Text provided
______

Them Or Us

Released: October 1984


  1. The Closer You Are
  2. In France
  3. Ya Hozna
  4. Sharleena
  5. Sinister Footwear II
  6. Truck Driver Divorce
  7. Stevie’s Spanking
  8. Baby, Take Your Teeth Out
  9. Marque-son’s Chicken
  10. Planet Of My Dreams
  11. Be In My Video
  12. Them Or Us
  13. Frogs With Dirty Little Lips
  14. Whipping Post

Frank Zappa (guitar & vocals), Ray White, Ike Willis, Napoleon Murphy Brock, George Duke, Bobby Martin, Roy Estrada (vocals, harmony), Tommy Mars (keyboards), Arthur Barrow (bass), Chad Wackerman (drums), Scott Thunes (bass), Ed Mann (percussion), Steve Vai (guitar), Ray White (rhythm guitar), Bobby Martin (harmonica), Dweezil Zappa (guitar solo on “Sharleena”), Patrick O’Hearn (bass on “Planet Of My Dreams”), Thana Harris (harmony on “Planet Of My Dreams”), George Duke (piano on “Planet Of My Dreams”)

7 thoughts on “Them Or Us”

  1. The vinyl had a full warm sound but the cd sounds shrill. There are some great performances on this album, which appears to be another compilation of studio and live material recorded over a two year period.

  2. This was the very first Zappa album i bought, I think i was about 11 or 12 at the time, and hearing the music on this cd completely blew my mind!!! From then on i was obsessed!!
    My favourites to this day are The Closer You Are, Sharleena, Truck Driver Divorce,Sinister Footwear II, Marque-son’s Chicken and Them Or Us
    Not Zappa’s best album by a long shot, but it still holds a special place in my heart

  3. Like the above review this also was my first Zappa experience. I borrowed it from the local library when I was 12. I knew nothing of Zappa but thought it must be good if it has Steve Vai on it. I was just starting out on the guitar and he was a hero of mine. At first listen I was a little unsure of the whole thing. Sure the Vai stuff was great and Dweezil’s solo on Sharleena was the fastest thing I’d ever heard. However Zappa’s guitar solos seemed very strange and haphazard. The crooning vocal style on Truck Driver was too weird for me. For me, the high point was Whipping Post. This would have been around 1985. Fast-forward to 1991 when I got my first cd player, this was one of the first cds I bought. I still thought it strange and quickly sold it. I just was not a Zappa fan. Then when I was in college a roommate of mine introduced me to Hot Rats and I became hooked. I have since come to love Them or Us and it’s strangeness. It wasn’t until later that I found out he would cut solos out of live tracks and paste then on to studio creations. How cool. It all started to make sense. This man did not think of himself so much as a guitar player but as a master composer. How true!

  4. Some must-have Zappa tracks (e.g. ‘Stevie’s Spanking’), plus some filler (e.g. ‘Baby Take Your Teeth Out’). Overall ‘tho a good album from the Master.

______

Dataset content
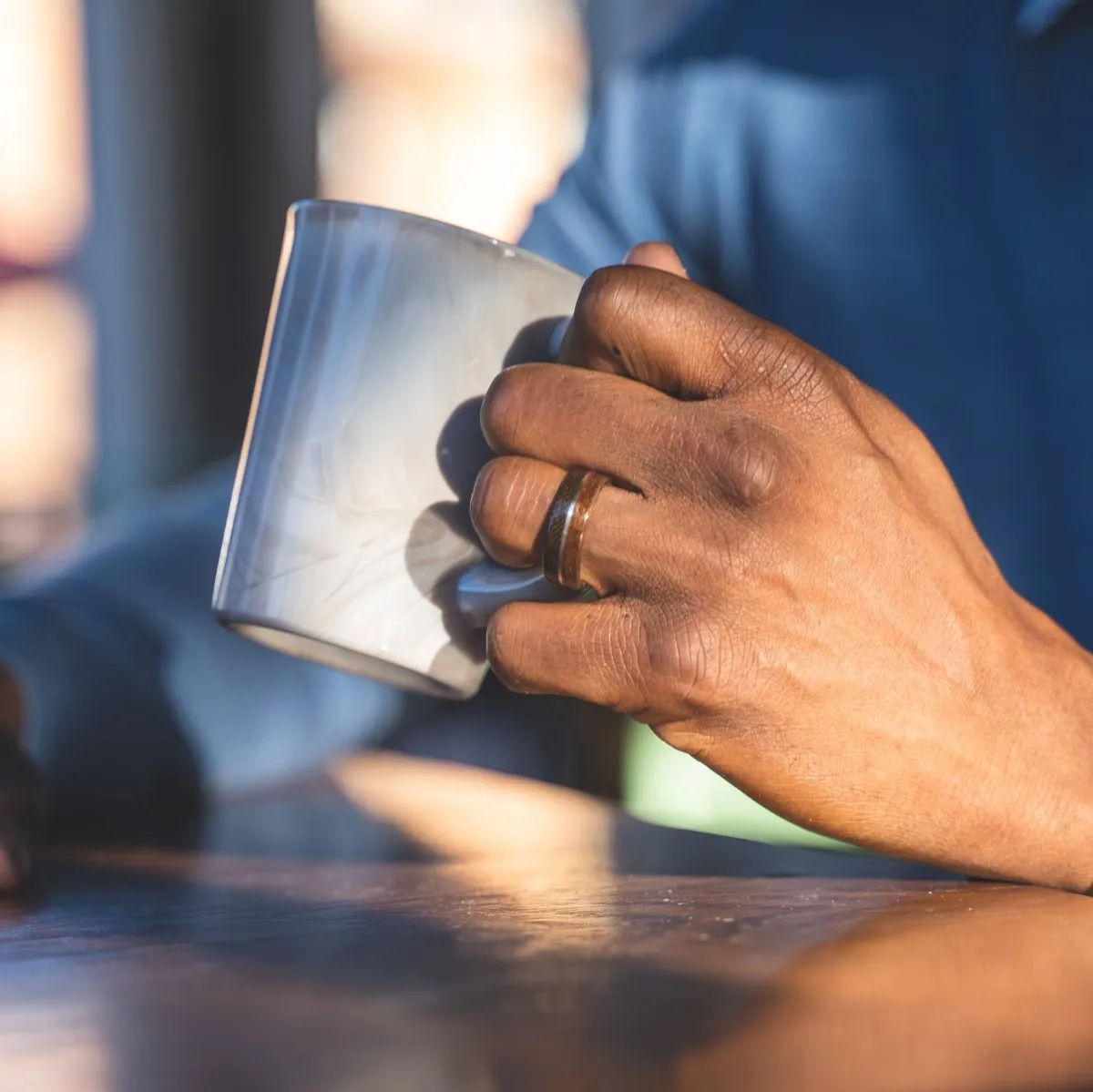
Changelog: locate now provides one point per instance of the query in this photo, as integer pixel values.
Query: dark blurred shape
(202, 134)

______

Apply what you read
**1)** Transcribe the part of the Them Or Us page that opens with the words containing "Frank Zappa (guitar" and closes with "two year period.".
**2)** Answer these questions from the Them Or Us page:
(a) In what month and year was the album released?
(b) Who played the guitar solo on "Sharleena"?
(c) Which album did a college roommate use to get one commenter hooked on Zappa?

Solutions to the exercise
**1)**
Frank Zappa (guitar & vocals), Ray White, Ike Willis, Napoleon Murphy Brock, George Duke, Bobby Martin, Roy Estrada (vocals, harmony), Tommy Mars (keyboards), Arthur Barrow (bass), Chad Wackerman (drums), Scott Thunes (bass), Ed Mann (percussion), Steve Vai (guitar), Ray White (rhythm guitar), Bobby Martin (harmonica), Dweezil Zappa (guitar solo on “Sharleena”), Patrick O’Hearn (bass on “Planet Of My Dreams”), Thana Harris (harmony on “Planet Of My Dreams”), George Duke (piano on “Planet Of My Dreams”)

7 thoughts on “Them Or Us”

  1. The vinyl had a full warm sound but the cd sounds shrill. There are some great performances on this album, which appears to be another compilation of studio and live material recorded over a two year period.

**2)**
(a) October 1984
(b) Dweezil Zappa
(c) Hot Rats